- AUFGABE
Schreibe die folgende Urteilsbegründung zur Nichtigkeitsbeschwerde im Anschluss an ihren letzten Satz weiter.

- AUSGEWÄHLTER TEXT

--------------------------------

Spruch:
Die Nichtigkeitsbeschwerde wird zurückgewiesen.
Zur Entscheidung über die Berufung und die Beschwerde werden die Akten dem Oberlandesgericht Innsbruck zugeleitet.
Dem Angeklagten fallen auch die Kosten des bisherigen Rechtsmittelverfahrens zur Last.
Text
Gründe:
Mit dem auf dem Wahrspruch der Geschworenen beruhenden angefochtenen Urteil wurde Mamed A***** des Vergehens der gefährlichen Drohung nach § 107 Abs 1 StGB (1.) und des Verbrechens der versuchten absichtlichen schweren Körperverletzung nach §§ 15, 87 Abs 1 StGB
(2.) schuldig erkannt.
Danach hat er am 15. Jänner 2006 in Innsbruck Aslan B*****
1. durch die Äußerung, wenn er noch einmal zu ihm komme, werde er ihm beide Arme brechen, gefährlich bedroht, um ihn in Furcht und Unruhe zu versetzen (nach dem Wahrspruch hingegen, vgl Hauptfrage 1: „... durch die Äußerung, wenn er noch einmal zu ihm komme, werde er ihn abstechen");
2. dadurch eine schwere Verletzung absichtlich zuzufügen versucht, dass er mit einem Küchenmesser mit einer etwa 20 cm langen Klinge mehrmals auf dessen Oberkörper einstach.
Weil es in rechtlicher Hinsicht allein auf den tatsächlichen Inhalt des Wahrspruchs ankommt, hat die erwähnte Abweichung in der Wiedergabe zu Punkt 1 keine Nichtigkeitsbedeutung (Ratz, WK-StPO § 281 Rz 613); sie wurde demnach vom Angeklagten auch nicht aufgegriffen.
Die Geschworenen verneinten, soweit für die Nichtigkeitsbeschwerde von Bedeutung, die anklagekonforme Hauptfrage 2. nach versuchtem Mord, bejahten die dazu gestellte Eventualfrage 3. nach versuchter absichtlicher schwerer Körperverletzung und ließen demnach konsequent die Eventualfrage 4. nach schwerer Körperverletzung unbeantwortet. Zur Eventualfrage nach versuchter absichtlicher schwerer Körperverletzung (3.) wurden Zusatzfragen nach Notwehr, Notwehrüberschreitung aus asthenischem Affekt, Putativnotwehr und Putativnotwehrüberschreitung (5. bis 8.) gestellt, welche die Geschworenen verneinten.

--------------------------------

- BEREITGESTELLTE ANGABEN
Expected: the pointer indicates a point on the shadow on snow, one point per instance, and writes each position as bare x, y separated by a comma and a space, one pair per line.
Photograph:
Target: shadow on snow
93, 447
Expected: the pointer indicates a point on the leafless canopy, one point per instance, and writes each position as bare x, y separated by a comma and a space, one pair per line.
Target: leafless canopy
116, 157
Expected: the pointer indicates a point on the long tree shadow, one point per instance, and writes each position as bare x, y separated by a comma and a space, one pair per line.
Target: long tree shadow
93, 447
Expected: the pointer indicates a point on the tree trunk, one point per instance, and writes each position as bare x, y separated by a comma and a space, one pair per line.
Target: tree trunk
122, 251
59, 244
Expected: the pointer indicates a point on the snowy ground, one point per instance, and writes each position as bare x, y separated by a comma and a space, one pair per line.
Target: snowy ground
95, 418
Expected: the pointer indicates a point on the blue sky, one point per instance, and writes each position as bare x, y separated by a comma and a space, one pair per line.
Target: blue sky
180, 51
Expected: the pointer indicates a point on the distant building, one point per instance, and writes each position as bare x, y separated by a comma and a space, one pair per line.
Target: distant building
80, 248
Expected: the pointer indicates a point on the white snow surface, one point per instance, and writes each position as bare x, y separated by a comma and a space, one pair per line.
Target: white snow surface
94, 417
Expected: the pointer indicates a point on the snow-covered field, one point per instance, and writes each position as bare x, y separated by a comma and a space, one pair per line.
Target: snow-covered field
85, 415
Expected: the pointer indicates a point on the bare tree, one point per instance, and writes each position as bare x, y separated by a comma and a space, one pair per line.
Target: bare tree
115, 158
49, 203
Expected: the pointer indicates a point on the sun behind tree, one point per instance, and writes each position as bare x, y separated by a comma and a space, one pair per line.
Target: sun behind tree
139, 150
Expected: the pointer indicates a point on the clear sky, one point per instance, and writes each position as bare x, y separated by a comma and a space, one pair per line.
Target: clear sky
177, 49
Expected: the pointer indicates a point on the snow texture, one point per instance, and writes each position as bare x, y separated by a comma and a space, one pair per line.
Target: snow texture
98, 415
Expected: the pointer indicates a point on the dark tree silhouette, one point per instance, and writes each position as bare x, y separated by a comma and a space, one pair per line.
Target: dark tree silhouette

--------------------------------

- ANTWORT
Folgerichtig ließen sie die Eventualfrage 9. nach fahrlässiger Körperverletzung unter besonders gefährlichen Verhältnissen unbeantwortet.
Rechtliche Beurteilung
Die dagegen vom Angeklagten aus Z 4, 6, 8 und 10a des § 345 Abs 1 StPO erhobene Nichtigkeitsbeschwerde verfehlt ihr Ziel. Die Verfahrensrüge (Z 4) reklamiert, dass in der Hauptverhandlung die Bestimmung des § 149h Abs 2 StPO dadurch verletzt worden sei, „dass die Videoaufzeichnungen, die im Asylheim, in dem die Tat geschehen ist, im Beweisverfahren verwertet wurden". Das Asylheim sei eine vom Land Tirol, Flüchtlingskoordination, geführte Einrichtung, die der Unterbringung von Asylbewerbern diene. Die Videoüberwachung im Haus diene somit der Kontrolle der dort ohne jeglichen Tatverdacht „internierten" Personen. Sie sei auch nicht speziell aus straf- oder verwaltungsrechtlichen Gründen und nicht aufgrund eines formellen Verfahrens installiert worden. Die Überwachungsmaßnahmen seien gesetzlich nicht gedeckt, wiewohl sie dennoch offenkundig der Überwachung der Sicherheit im Areal dienten.
Die Beschwerde spricht damit - zu Unrecht - ein Beweisverbot an:
Für den Bereich der Hauptverhandlung, auf den sich das Rechtsmittelvorbringen bezieht, stellen Beweiserhebungsverbote ein „Vorkommensverbot" dar. Sie sollen bewirken, dass im Beweisverfahren in der Hauptverhandlung bestimmte Beweismittel angesichts ihrer Unverwertbarkeit gar nicht vorkommen (Kirchbacher, WK-StPO § 246 Rz 51).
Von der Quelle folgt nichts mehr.